Fragmento propuesto:
^^^^^^^^^^^^^^^^
La
pacífica vida de nuestros pueblos, acostumbrados siempre a la docilidad derivada
de la obediencia ante los que mandan, se encuentra ligeramente alterada en los
últimos tiempos a cuenta de ese despliegue, sin duda excesivo, que están
llevando a cabo las empresas cárnicas, empeñadas en levantar granjas enormes
para el cebo y consiguiente sacrificio de ingentes cantidades de cerdos. El
pretexto para estas cosas es el mismo, siempre el mismo: dinero, riqueza, beneficios
económicos, quizá algún puesto de trabajo. Otras cuestiones tangenciales, como
la sanidad, la higiene, la pureza del medio ambiente, la contaminación y demás
insignificancias no merecen especiales consideraciones, a las que se pliega,
con la debida prudencia, el poder político que siempre está midiendo en votos
lo que sucede a su alrededor. Una vez, hace tiempo, se me ocurrió preguntar,
inocentemente, que si los españoles estábamos en condiciones de consumir tanta
carne de cerdo. El interlocutor, buen conocedor de lo que se está cociendo, me
miró de la forma que se mira a los tontos ignorantes y contestó, displicente:
los españoles no, pero los chinos son mil millones y están esperando que les
llegue esta carne.
^^^^^^^^^^^^^^^^
Extracto de datos:

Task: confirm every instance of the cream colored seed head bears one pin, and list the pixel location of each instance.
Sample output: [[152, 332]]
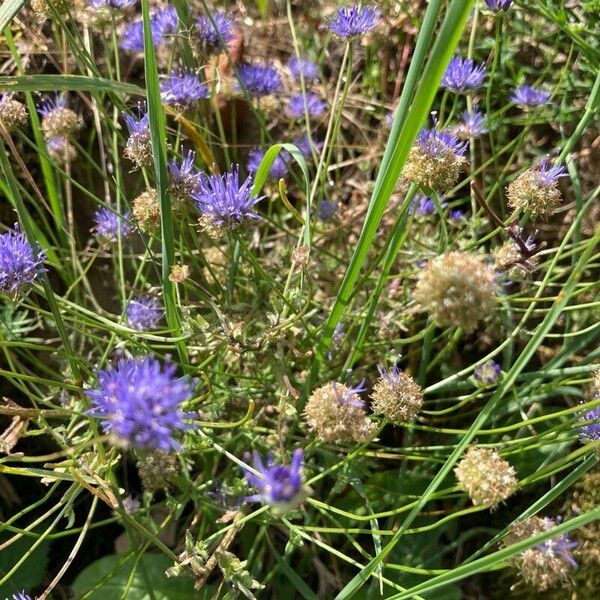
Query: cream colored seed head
[[485, 476], [457, 289], [335, 413]]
^^^^^^^^^^^^^^^^
Consigna:
Vuelve a escribir el fragmento sobre las granjas de cerdos completo, sin alterar ni una palabra. Los datos forman un material aparte, sin relación con el fragmento.

Respuesta:
La
pacífica vida de nuestros pueblos, acostumbrados siempre a la docilidad derivada
de la obediencia ante los que mandan, se encuentra ligeramente alterada en los
últimos tiempos a cuenta de ese despliegue, sin duda excesivo, que están
llevando a cabo las empresas cárnicas, empeñadas en levantar granjas enormes
para el cebo y consiguiente sacrificio de ingentes cantidades de cerdos. El
pretexto para estas cosas es el mismo, siempre el mismo: dinero, riqueza, beneficios
económicos, quizá algún puesto de trabajo. Otras cuestiones tangenciales, como
la sanidad, la higiene, la pureza del medio ambiente, la contaminación y demás
insignificancias no merecen especiales consideraciones, a las que se pliega,
con la debida prudencia, el poder político que siempre está midiendo en votos
lo que sucede a su alrededor. Una vez, hace tiempo, se me ocurrió preguntar,
inocentemente, que si los españoles estábamos en condiciones de consumir tanta
carne de cerdo. El interlocutor, buen conocedor de lo que se está cociendo, me
miró de la forma que se mira a los tontos ignorantes y contestó, displicente:
los españoles no, pero los chinos son mil millones y están esperando que les
llegue esta carne.